Work instructions: Arrange the entries below as a Markdown table with the columns Row and Line. Give each line its own numbered row and leave out blank lines.

Given information:

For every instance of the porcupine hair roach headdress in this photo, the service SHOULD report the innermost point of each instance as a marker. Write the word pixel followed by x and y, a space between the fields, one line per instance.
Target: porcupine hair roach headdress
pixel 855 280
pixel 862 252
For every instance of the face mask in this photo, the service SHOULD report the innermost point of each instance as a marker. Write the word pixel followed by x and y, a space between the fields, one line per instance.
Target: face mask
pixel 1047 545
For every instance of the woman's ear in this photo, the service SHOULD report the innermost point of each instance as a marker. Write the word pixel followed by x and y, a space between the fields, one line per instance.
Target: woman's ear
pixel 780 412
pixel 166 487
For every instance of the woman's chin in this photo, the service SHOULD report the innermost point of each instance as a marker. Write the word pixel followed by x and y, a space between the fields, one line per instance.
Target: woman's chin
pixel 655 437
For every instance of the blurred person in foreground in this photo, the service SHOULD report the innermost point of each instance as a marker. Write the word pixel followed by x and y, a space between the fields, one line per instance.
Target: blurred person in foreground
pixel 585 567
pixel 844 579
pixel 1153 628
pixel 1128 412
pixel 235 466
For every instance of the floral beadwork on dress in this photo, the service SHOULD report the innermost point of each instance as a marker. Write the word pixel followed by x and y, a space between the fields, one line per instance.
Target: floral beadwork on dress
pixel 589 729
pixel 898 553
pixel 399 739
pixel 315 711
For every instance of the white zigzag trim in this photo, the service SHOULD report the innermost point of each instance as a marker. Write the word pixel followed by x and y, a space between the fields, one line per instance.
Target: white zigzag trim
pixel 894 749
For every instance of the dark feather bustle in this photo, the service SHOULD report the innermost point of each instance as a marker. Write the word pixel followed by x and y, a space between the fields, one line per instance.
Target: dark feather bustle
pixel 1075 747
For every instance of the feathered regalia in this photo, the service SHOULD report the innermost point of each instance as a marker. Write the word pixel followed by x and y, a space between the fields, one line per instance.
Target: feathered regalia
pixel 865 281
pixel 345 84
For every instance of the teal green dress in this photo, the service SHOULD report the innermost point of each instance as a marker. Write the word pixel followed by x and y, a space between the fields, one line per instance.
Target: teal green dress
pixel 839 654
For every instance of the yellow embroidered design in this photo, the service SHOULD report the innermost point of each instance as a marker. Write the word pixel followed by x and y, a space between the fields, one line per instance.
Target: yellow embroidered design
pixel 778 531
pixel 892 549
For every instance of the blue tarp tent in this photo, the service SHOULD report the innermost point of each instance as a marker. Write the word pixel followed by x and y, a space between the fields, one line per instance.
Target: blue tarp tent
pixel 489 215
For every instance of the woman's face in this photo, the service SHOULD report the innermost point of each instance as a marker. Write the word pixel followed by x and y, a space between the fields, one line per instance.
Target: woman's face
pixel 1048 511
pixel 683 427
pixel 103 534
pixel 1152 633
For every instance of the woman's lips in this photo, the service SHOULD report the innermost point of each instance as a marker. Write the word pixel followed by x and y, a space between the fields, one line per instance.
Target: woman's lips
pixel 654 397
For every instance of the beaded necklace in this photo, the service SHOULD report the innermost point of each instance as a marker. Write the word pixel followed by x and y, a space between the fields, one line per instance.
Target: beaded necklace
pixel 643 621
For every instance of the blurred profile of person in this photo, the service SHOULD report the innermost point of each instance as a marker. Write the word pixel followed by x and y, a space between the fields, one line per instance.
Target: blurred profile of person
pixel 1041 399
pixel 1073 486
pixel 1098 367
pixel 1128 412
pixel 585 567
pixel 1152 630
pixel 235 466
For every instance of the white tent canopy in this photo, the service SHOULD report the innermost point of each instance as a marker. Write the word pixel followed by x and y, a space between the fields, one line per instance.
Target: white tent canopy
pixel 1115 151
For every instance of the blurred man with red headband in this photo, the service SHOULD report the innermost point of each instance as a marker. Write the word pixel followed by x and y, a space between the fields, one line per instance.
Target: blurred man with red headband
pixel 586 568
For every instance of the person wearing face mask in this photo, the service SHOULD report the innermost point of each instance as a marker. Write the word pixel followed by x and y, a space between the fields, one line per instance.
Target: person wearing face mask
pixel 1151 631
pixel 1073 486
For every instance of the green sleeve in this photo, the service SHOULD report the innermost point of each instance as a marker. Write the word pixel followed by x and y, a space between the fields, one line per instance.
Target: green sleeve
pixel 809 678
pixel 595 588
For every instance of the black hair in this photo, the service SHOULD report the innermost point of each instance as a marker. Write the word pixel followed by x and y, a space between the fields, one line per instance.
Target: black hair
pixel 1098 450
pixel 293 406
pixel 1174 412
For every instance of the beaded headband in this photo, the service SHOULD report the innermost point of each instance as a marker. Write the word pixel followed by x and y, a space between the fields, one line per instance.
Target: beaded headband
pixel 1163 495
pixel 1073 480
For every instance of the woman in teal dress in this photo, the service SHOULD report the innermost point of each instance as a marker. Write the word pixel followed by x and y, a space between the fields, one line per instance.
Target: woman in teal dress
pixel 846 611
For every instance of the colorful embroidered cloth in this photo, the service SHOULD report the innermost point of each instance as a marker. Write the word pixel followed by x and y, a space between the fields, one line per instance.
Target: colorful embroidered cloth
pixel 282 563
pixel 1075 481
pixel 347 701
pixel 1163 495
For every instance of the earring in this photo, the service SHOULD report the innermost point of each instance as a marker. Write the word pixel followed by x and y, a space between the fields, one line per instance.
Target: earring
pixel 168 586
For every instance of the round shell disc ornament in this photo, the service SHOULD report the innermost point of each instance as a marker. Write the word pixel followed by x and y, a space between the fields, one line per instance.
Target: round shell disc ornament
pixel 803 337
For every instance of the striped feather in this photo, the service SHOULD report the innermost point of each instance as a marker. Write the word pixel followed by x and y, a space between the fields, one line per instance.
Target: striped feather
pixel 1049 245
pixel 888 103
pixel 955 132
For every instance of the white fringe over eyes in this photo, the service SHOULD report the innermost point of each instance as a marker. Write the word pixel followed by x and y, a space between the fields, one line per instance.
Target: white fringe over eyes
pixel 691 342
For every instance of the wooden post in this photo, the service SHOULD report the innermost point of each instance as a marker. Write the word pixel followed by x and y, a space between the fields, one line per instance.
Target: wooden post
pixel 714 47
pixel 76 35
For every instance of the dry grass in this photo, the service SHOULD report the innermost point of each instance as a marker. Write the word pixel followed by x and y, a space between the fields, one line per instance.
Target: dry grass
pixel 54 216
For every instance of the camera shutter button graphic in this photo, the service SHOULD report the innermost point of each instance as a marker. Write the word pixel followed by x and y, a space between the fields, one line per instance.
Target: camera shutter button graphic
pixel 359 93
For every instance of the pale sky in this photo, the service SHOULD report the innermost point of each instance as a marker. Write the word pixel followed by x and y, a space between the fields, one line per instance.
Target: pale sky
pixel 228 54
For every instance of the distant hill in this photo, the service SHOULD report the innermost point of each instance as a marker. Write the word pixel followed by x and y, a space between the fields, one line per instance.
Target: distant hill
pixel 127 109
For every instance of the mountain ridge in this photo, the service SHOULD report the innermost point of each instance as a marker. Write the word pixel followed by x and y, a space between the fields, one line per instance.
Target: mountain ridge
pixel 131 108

Task result:
| Row | Line |
|---|---|
| 1 | For every instance of the porcupine hair roach headdress in this photo, the service SHOULD report the innermost point of each instance as a marker. Write the word pixel followed by x and y, a space between the fields, one line per instance. |
| 2 | Target: porcupine hair roach headdress |
| 3 | pixel 855 280 |
| 4 | pixel 862 252 |
| 5 | For every instance of the face mask in this photo, the service SHOULD report the innermost point of each instance as a marker. Write the word pixel followed by x and y, a space between the fields, one line per instance. |
| 6 | Target: face mask |
| 7 | pixel 1047 545 |
| 8 | For every instance of the woman's ear in this photo, the service SHOULD report the innermost point of each instance as a marker. Write the word pixel followed by x and y, a space between the fields, one line per instance. |
| 9 | Target: woman's ear |
| 10 | pixel 780 412 |
| 11 | pixel 166 487 |
| 12 | For every instance of the woman's chin in this photo, the service SHOULD report the innermost point of each instance as a marker. Write the word pixel followed by x and y, a space between the fields, one line per instance. |
| 13 | Target: woman's chin |
| 14 | pixel 655 437 |
| 15 | For every instance of the blurred person in foreground in this photo, the service SHOULD report the innermost point of each instance as a marker. Write the word pixel followed by x and y, a space between the fields, one line per instance. |
| 16 | Target: blurred person in foreground |
| 17 | pixel 585 567 |
| 18 | pixel 844 579 |
| 19 | pixel 1153 628 |
| 20 | pixel 1128 412 |
| 21 | pixel 235 466 |
| 22 | For every instance of the floral beadwork on dress in this photo, the service SHOULD report the innermost point of each instance as a marker. Write the word pixel followed by x and y, a space between the fields, one line per instance. |
| 23 | Target: floral beadwork on dress |
| 24 | pixel 589 729 |
| 25 | pixel 898 553 |
| 26 | pixel 399 739 |
| 27 | pixel 315 711 |
| 28 | For every instance of the white zigzag trim in this photo, the service SHOULD report the innermost point of each instance as a marker. Write the word pixel followed by x and y, a space between the fields, one line per instance. |
| 29 | Target: white zigzag trim |
| 30 | pixel 894 749 |
| 31 | For every instance of the dark feather bustle in this photo, the service SHOULD report the innermost point of each instance as a marker. Write the word pixel followed by x and y, a space between the fields, one line per instance. |
| 32 | Target: dark feather bustle |
| 33 | pixel 1075 747 |
| 34 | For every instance of the feathered regalia in this photo, the service SHOULD report the innermost point of each instance as a marker. Write the word pixel followed by x and y, a space between the fields, one line per instance. |
| 35 | Target: feathered regalia |
| 36 | pixel 865 281 |
| 37 | pixel 345 84 |
| 38 | For every instance of the teal green dress in this photo, the service SHOULD report the innermost point of each instance as a marker. Write the word pixel followed by x and y, a space between the fields, one line per instance. |
| 39 | Target: teal green dress |
| 40 | pixel 839 654 |
| 41 | For every instance of the yellow embroidered design in this photo, the service SHOULD report the innermost point of each instance as a marker. Write the word pixel followed by x and y, a space between the fields, one line per instance. |
| 42 | Target: yellow embroidered design |
| 43 | pixel 778 531 |
| 44 | pixel 892 549 |
| 45 | For every instance of the blue tarp tent in this photo, the service SHOULD report the innermost point of each instance as a marker. Write the word pixel followed by x and y, a space between the fields, one line per instance. |
| 46 | Target: blue tarp tent |
| 47 | pixel 489 215 |
| 48 | For every instance of the woman's face in this photo, the service SHOULD report the innermost point of each instance as a marker. Write the word pixel followed by x and y, a space between the fields, one line per instance. |
| 49 | Target: woman's face |
| 50 | pixel 1048 511 |
| 51 | pixel 683 427 |
| 52 | pixel 103 534 |
| 53 | pixel 1152 633 |
| 54 | For every instance of the woman's lips in this photo, the service SHOULD report the innermost point of each instance as a marker. Write the word pixel followed by x and y, a space between the fields, one line per instance. |
| 55 | Target: woman's lips |
| 56 | pixel 654 397 |
| 57 | For every instance of the beaded necklace in this photo, the service SHOULD report the innermost point of each instance as a marker. Write the word pixel followed by x and y, a space between the fields, one line per instance. |
| 58 | Target: beaded necklace |
| 59 | pixel 643 621 |
| 60 | For every instance of the blurred profile of person in this photo, the service SHOULD report the innermost point of each instance as a marker. Write the word pixel followed by x and y, a space between the fields, one line per instance. |
| 61 | Target: blurred profile of person |
| 62 | pixel 1041 399 |
| 63 | pixel 1073 486 |
| 64 | pixel 1098 367 |
| 65 | pixel 1128 412 |
| 66 | pixel 585 567 |
| 67 | pixel 1152 630 |
| 68 | pixel 235 466 |
| 69 | For every instance of the white tent canopy in this photo, the service SHOULD report the innermost point of each instance as a marker. Write the word pixel followed by x and y, a space between the fields, one line per instance. |
| 70 | Target: white tent canopy |
| 71 | pixel 1115 151 |
| 72 | For every instance of the blurred man with red headband in this photo, the service SHOULD report the innermost point of each instance as a marker. Write the word pixel followed by x and y, a space between the fields, one line per instance. |
| 73 | Target: blurred man with red headband |
| 74 | pixel 586 568 |
| 75 | For every instance of the person wearing face mask in this photo, the service SHOULD report the innermost point of each instance as a marker. Write the word pixel followed by x and y, a space between the fields, one line per instance. |
| 76 | Target: person wearing face mask |
| 77 | pixel 1151 631 |
| 78 | pixel 1073 486 |
| 79 | For every instance of the green sleeve in this photo, the service SHOULD report the innermost point of each instance as a marker. Write the word pixel followed by x and y, a space between the fields, one line per instance. |
| 80 | Target: green sleeve |
| 81 | pixel 809 678 |
| 82 | pixel 595 588 |
| 83 | For every instance of the black hair in this photo, the service SHOULD report the innermost point of each instance as a marker. Write the word pixel followed by x and y, a space between the fields, one line per instance. |
| 84 | Target: black hair |
| 85 | pixel 1098 450 |
| 86 | pixel 293 406 |
| 87 | pixel 1174 412 |
| 88 | For every instance of the beaded headband in this photo, the service SHOULD report the innermost point of each instance as a marker. Write the word pixel followed by x and y, a space between the fields, one line per instance. |
| 89 | Target: beaded headband |
| 90 | pixel 1163 495 |
| 91 | pixel 1073 480 |
| 92 | For every instance of the woman in teal dress in this photo, the service SHOULD report the innermost point of each instance as a marker. Write the word pixel followed by x and y, a space between the fields, one line per instance. |
| 93 | Target: woman in teal dress |
| 94 | pixel 846 611 |
| 95 | For every instance of the colorful embroidered cloth in this photo, the service SHOULD report the innermost point of each instance as a marker. Write the word pixel followed by x and y, a space between the fields, one line per instance. |
| 96 | Target: colorful embroidered cloth |
| 97 | pixel 282 563 |
| 98 | pixel 1075 481 |
| 99 | pixel 347 701 |
| 100 | pixel 1163 495 |
| 101 | For every instance of the earring in this photo, the service SHOULD report the innermost point of each instance as a marker. Write the word pixel followed by x and y, a space between the fields, one line per instance. |
| 102 | Target: earring |
| 103 | pixel 168 586 |
| 104 | For every instance of the round shell disc ornament in this photo, the service SHOULD report the innermost point of each instance as a marker. Write the word pixel followed by x and y, a space between the fields, one line per instance. |
| 105 | Target: round shell disc ornament |
| 106 | pixel 803 337 |
| 107 | For every instance of the striped feather in this photo, the service SHOULD report the innermost point of each instance as a marker. Write the word pixel followed by x and y, a space between the fields, one line per instance. |
| 108 | Target: striped feather |
| 109 | pixel 1049 245 |
| 110 | pixel 888 103 |
| 111 | pixel 955 132 |
| 112 | For every instance of the white fringe over eyes in this photo, the service SHOULD report the innermost point of each instance as a marker. Write the word pixel followed by x and y, a space between the fields, one line per instance. |
| 113 | Target: white fringe over eyes |
| 114 | pixel 691 342 |
| 115 | For every instance of the wooden post in this photo, the service SHOULD report the innermost point of each instance as a marker. Write the word pixel followed by x and y, a space between the fields, one line per instance. |
| 116 | Target: wooden post |
| 117 | pixel 714 47 |
| 118 | pixel 76 35 |
| 119 | For every instance of the dry grass in this photo, the service SHOULD report the innermost point of each instance as a marker. Write the word pixel followed by x and y, a space between the fields, one line per instance. |
| 120 | Target: dry grass |
| 121 | pixel 54 216 |
| 122 | For every instance of the camera shutter button graphic in this photo, the service SHOULD report the innermost point of each instance as a marker. Write the word pixel followed by x and y, a space between the fields, one line per instance. |
| 123 | Target: camera shutter button graphic |
| 124 | pixel 359 93 |
| 125 | For every instance of the pale sky in this photo, the service SHOULD report the innermost point of each instance as a marker. Write the word pixel followed by x and y, a space between the fields, one line per instance. |
| 126 | Target: pale sky |
| 127 | pixel 228 54 |
| 128 | For every instance of the distant hill in this photo, the service SHOULD report the innermost point of each instance as a marker. Write the word pixel followed by x and y, a space between the fields, one line per instance. |
| 129 | Target: distant hill |
| 130 | pixel 127 109 |
| 131 | For every instance of the mountain ridge in this photo, the service SHOULD report the innermost point of each instance as a marker. Write the word pixel followed by x and y, a space between the fields, one line per instance. |
| 132 | Target: mountain ridge |
| 133 | pixel 131 108 |